■ Complete the following ■
a. Please answer these questions from the logistics editorial, giving each answer on its own line marked as below.
(i) How many times was Florida slammed during the season?
(ii) How much free dental care has Christina's Smile provided since 1990?
(iii) What share of their billable hours must Competitive Logistics LLC employees devote to nonprofit service projects?
b. Reproduce a section of the logistics editorial word for word. Begin at the words "And what a season" and stop after the words "and New England.".
--- Provided passage ---
If you live in Florida, you've got to be awfully happy to flip your calendar to November. Though there's no guarantee that Mother Nature won't unleash yet another tropical storm, this month marks the meteorological end to the hurricane season.
And what a season it was. Residents of the Sunshine State saw their little slice of paradise slammed not once, not twice, not three times, but four times. As always, the logistics industry was quick to respond to the disaster. As we reported last month, logistics service providers and their customers quickly mobilized to join the relief effort, sending a steady stream of food staples, medical equipment and construction materials down Interstates 95 and 75 from as far away as Michigan and New England.
Once the goods arrived in Florida, DCs across the state swung into action to get the supplies to those most severely affected by the likes of Ivan and Frances. Some DCs distributed goods right from their sites, in many cases handing out such necessities as water, bread and ice for free.
Though logistics operations receive plenty of public attention for their role in relief efforts in times of crisis, it's important to note that the logistics community is also there 365 days a year working quietly behind the scenes to help those in need. November being the month in which Americans typically give thanks in a ritual nearly four centuries old, it's appropriate to acknowledge them now.
Consider, for instance, the example set by Greg Sevinsky, the head of a Wal-Mart DC in New Hampshire. Over the past four years, Sevinsky has spearheaded a program to donate supplies to financially strapped public schools. Since 1999, needy students have received shoes, backpacks, bicycles, pencils, paper and computers.
Then there's Roadway Express and its tireless support of Christina's Smile, a program that makes dental care available to children in inner cities, in homeless shelters, and from uninsured families among the working poor. By sending specially outfitted trucks out to some 20 communities across the country annually, Christina's Smile has provided more than $10 million in free dental care to 32,000 children since 1990. Roadway Express has donated two 48- foot trailers that have been transformed into mobile clinics, each equipped with dental treatment stations, X-ray equipment and an instrument sterilization area. Roadway maintains and moves the trailers from city to city at no charge.
Others in the logistics community are fighting hunger both at home and abroad. Accenture recently donated $1 million to support the development of a non-profit Global Relief Network. That contribution represents just a small part of Accenture's broader commitment to global hunger relief efforts.
The employees of TNT Logistics North America devote considerable time and resources each year to support the United Nations' World Food Program (WFP). TNT has made a longterm commitment to WFP to support its programs via its annual Walk for Hunger campaigns throughout the United States.
DC VELOCITY's own Cliff Lynch, a well-known veteran of the logistics field (and a gourmet cook to boot), has worked tirelessly in support of the Memphis food bank for years. Last year, he published a cookbook, The Gourmet Logistician: An Oxymoron, and donated a portion of the proceeds to the Memphis program.
We've even heard of companies that structure their organizations to ensure that they give back to the community. Richard Sharpe, head of Competitive Logistics LLC of Georgia, reports that from the day they start work, all employees are required to devote 5 percent of their billable hours to nonprofit service projects. One such project helps nonprofits fighting hunger apply best logistics practices so they can devote more of their resources to feeding the hungry and less to paying freight bills.
As you sit down with your family and friends this Thanksgiving, give thanks not only for the bounty before you, but also for the kind souls in the logistics community who help so many others throughout the year.
--- Given records ---
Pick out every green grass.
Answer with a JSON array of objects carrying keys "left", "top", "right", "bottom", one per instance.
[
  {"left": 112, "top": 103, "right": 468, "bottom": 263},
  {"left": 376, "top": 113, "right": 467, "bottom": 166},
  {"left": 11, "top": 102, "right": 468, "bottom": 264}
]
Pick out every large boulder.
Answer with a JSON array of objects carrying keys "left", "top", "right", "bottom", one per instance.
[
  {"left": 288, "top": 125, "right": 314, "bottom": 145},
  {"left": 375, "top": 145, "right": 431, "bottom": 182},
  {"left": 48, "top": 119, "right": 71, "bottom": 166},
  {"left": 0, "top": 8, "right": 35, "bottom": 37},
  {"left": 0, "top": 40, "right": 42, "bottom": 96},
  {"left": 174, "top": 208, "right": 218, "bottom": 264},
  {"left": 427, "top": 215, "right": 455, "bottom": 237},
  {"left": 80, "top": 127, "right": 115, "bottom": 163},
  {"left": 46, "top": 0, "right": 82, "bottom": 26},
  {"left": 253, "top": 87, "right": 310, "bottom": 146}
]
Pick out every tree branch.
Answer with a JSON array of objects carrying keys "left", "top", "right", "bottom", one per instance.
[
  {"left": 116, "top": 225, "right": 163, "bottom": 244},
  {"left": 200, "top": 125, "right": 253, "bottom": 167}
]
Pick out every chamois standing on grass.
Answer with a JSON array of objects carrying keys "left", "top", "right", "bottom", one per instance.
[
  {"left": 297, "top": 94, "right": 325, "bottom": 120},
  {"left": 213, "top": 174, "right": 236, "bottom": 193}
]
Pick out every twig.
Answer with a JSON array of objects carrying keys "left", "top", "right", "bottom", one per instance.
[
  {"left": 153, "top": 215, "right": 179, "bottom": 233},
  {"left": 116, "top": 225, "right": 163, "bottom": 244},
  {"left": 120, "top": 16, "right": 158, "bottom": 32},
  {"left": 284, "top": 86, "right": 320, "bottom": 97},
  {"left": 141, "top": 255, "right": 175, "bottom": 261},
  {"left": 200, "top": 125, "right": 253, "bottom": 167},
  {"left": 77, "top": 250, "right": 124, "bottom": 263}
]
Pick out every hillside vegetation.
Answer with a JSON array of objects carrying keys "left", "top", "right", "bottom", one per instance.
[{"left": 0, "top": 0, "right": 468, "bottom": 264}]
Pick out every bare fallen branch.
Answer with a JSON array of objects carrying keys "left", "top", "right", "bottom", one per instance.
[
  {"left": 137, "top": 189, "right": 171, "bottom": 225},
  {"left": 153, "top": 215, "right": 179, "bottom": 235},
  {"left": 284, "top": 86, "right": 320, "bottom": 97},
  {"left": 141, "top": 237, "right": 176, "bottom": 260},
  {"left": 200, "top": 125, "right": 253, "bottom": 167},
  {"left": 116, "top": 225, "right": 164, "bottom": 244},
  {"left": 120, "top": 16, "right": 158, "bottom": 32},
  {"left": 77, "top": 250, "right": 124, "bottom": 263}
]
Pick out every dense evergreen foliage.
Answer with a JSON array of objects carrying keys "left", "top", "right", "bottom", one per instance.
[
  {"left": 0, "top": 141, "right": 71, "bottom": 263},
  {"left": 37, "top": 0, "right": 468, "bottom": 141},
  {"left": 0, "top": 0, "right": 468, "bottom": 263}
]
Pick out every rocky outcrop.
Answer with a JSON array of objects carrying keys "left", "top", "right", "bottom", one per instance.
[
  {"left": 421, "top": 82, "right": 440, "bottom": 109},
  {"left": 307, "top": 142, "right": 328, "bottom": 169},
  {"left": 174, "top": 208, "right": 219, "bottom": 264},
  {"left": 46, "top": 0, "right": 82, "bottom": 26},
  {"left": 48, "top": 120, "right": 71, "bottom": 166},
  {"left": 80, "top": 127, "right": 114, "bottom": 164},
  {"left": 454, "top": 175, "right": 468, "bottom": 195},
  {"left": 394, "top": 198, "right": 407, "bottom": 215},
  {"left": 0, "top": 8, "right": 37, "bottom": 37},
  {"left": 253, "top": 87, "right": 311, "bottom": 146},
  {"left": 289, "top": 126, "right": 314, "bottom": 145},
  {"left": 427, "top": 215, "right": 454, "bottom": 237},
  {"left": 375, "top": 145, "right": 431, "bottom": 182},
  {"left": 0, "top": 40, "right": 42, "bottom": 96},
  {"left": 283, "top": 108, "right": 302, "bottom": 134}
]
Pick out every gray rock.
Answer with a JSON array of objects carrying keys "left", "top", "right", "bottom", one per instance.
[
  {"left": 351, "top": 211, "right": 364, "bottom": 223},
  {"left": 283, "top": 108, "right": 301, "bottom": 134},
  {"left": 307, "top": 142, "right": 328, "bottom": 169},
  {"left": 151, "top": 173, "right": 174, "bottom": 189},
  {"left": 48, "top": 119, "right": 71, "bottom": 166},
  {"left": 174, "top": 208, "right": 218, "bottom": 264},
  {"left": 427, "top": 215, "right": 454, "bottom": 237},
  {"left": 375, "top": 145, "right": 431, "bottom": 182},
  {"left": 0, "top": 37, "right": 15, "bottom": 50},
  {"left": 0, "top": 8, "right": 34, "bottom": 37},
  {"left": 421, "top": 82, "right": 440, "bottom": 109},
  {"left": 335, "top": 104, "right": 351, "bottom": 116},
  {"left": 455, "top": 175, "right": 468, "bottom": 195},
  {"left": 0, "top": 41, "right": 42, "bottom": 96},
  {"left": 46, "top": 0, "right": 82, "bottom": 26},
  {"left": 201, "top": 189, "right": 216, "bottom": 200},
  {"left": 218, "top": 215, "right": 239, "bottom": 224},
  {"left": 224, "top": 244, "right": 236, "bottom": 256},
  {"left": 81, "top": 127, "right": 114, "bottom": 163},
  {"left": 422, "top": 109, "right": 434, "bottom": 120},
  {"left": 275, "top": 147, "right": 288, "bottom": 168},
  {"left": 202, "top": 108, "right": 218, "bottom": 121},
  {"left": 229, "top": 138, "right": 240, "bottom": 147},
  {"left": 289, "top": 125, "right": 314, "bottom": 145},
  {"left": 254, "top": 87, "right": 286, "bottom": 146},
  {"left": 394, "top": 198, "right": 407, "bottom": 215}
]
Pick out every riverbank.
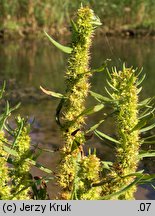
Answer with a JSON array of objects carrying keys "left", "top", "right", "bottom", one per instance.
[
  {"left": 0, "top": 26, "right": 155, "bottom": 41},
  {"left": 0, "top": 0, "right": 155, "bottom": 40}
]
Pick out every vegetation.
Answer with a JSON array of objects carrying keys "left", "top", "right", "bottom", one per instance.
[
  {"left": 42, "top": 7, "right": 155, "bottom": 200},
  {"left": 0, "top": 6, "right": 155, "bottom": 200},
  {"left": 0, "top": 0, "right": 155, "bottom": 36}
]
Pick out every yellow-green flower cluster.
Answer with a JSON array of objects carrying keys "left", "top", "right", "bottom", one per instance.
[
  {"left": 104, "top": 67, "right": 140, "bottom": 200},
  {"left": 58, "top": 7, "right": 100, "bottom": 199},
  {"left": 12, "top": 127, "right": 30, "bottom": 200},
  {"left": 77, "top": 154, "right": 101, "bottom": 200},
  {"left": 0, "top": 131, "right": 10, "bottom": 200},
  {"left": 62, "top": 7, "right": 100, "bottom": 153}
]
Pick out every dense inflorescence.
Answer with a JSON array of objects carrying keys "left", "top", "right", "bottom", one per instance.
[
  {"left": 59, "top": 7, "right": 100, "bottom": 199},
  {"left": 104, "top": 67, "right": 140, "bottom": 200},
  {"left": 12, "top": 119, "right": 30, "bottom": 200},
  {"left": 0, "top": 131, "right": 10, "bottom": 200}
]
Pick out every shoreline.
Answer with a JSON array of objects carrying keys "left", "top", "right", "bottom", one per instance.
[{"left": 0, "top": 26, "right": 155, "bottom": 42}]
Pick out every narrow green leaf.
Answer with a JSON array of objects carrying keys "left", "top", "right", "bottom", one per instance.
[
  {"left": 78, "top": 104, "right": 104, "bottom": 118},
  {"left": 142, "top": 140, "right": 155, "bottom": 145},
  {"left": 40, "top": 86, "right": 64, "bottom": 98},
  {"left": 137, "top": 74, "right": 146, "bottom": 86},
  {"left": 86, "top": 120, "right": 104, "bottom": 133},
  {"left": 140, "top": 123, "right": 155, "bottom": 133},
  {"left": 130, "top": 119, "right": 147, "bottom": 132},
  {"left": 3, "top": 145, "right": 18, "bottom": 157},
  {"left": 106, "top": 80, "right": 118, "bottom": 92},
  {"left": 137, "top": 87, "right": 143, "bottom": 94},
  {"left": 102, "top": 161, "right": 113, "bottom": 170},
  {"left": 44, "top": 31, "right": 73, "bottom": 54},
  {"left": 106, "top": 68, "right": 112, "bottom": 80},
  {"left": 0, "top": 81, "right": 6, "bottom": 99},
  {"left": 139, "top": 150, "right": 155, "bottom": 159},
  {"left": 89, "top": 91, "right": 113, "bottom": 102},
  {"left": 143, "top": 135, "right": 155, "bottom": 141},
  {"left": 138, "top": 98, "right": 152, "bottom": 108},
  {"left": 71, "top": 20, "right": 78, "bottom": 32},
  {"left": 94, "top": 130, "right": 120, "bottom": 144},
  {"left": 139, "top": 108, "right": 155, "bottom": 120},
  {"left": 100, "top": 176, "right": 143, "bottom": 200},
  {"left": 105, "top": 87, "right": 114, "bottom": 100},
  {"left": 26, "top": 158, "right": 52, "bottom": 174}
]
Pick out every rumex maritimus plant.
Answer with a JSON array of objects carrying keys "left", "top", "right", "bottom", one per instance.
[
  {"left": 41, "top": 7, "right": 154, "bottom": 200},
  {"left": 42, "top": 7, "right": 103, "bottom": 199},
  {"left": 0, "top": 83, "right": 51, "bottom": 200}
]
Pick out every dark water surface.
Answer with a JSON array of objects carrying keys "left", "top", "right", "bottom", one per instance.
[{"left": 0, "top": 36, "right": 155, "bottom": 199}]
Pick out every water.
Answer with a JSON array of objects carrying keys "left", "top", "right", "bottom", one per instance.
[{"left": 0, "top": 36, "right": 155, "bottom": 199}]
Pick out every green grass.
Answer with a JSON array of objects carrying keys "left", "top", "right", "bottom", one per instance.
[{"left": 0, "top": 0, "right": 155, "bottom": 36}]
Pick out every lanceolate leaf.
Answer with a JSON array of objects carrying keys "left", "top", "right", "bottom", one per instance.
[
  {"left": 138, "top": 98, "right": 152, "bottom": 108},
  {"left": 100, "top": 176, "right": 143, "bottom": 200},
  {"left": 78, "top": 104, "right": 104, "bottom": 117},
  {"left": 131, "top": 119, "right": 147, "bottom": 132},
  {"left": 0, "top": 81, "right": 6, "bottom": 99},
  {"left": 137, "top": 74, "right": 146, "bottom": 86},
  {"left": 139, "top": 150, "right": 155, "bottom": 159},
  {"left": 86, "top": 120, "right": 104, "bottom": 133},
  {"left": 44, "top": 31, "right": 73, "bottom": 54},
  {"left": 89, "top": 91, "right": 113, "bottom": 102},
  {"left": 26, "top": 158, "right": 52, "bottom": 174},
  {"left": 3, "top": 145, "right": 18, "bottom": 157},
  {"left": 40, "top": 86, "right": 64, "bottom": 98},
  {"left": 94, "top": 130, "right": 120, "bottom": 144}
]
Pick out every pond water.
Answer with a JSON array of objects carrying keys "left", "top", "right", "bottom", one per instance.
[{"left": 0, "top": 36, "right": 155, "bottom": 199}]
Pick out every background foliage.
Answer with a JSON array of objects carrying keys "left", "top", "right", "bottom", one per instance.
[{"left": 0, "top": 0, "right": 155, "bottom": 32}]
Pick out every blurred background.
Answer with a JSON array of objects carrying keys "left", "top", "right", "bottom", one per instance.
[{"left": 0, "top": 0, "right": 155, "bottom": 199}]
---
■ Answers for each item ■
a.
(i) Four times.
(ii) More than $10 million, to 32,000 children.
(iii) 5 percent.

b.
And what a season it was. Residents of the Sunshine State saw their little slice of paradise slammed not once, not twice, not three times, but four times. As always, the logistics industry was quick to respond to the disaster. As we reported last month, logistics service providers and their customers quickly mobilized to join the relief effort, sending a steady stream of food staples, medical equipment and construction materials down Interstates 95 and 75 from as far away as Michigan and New England.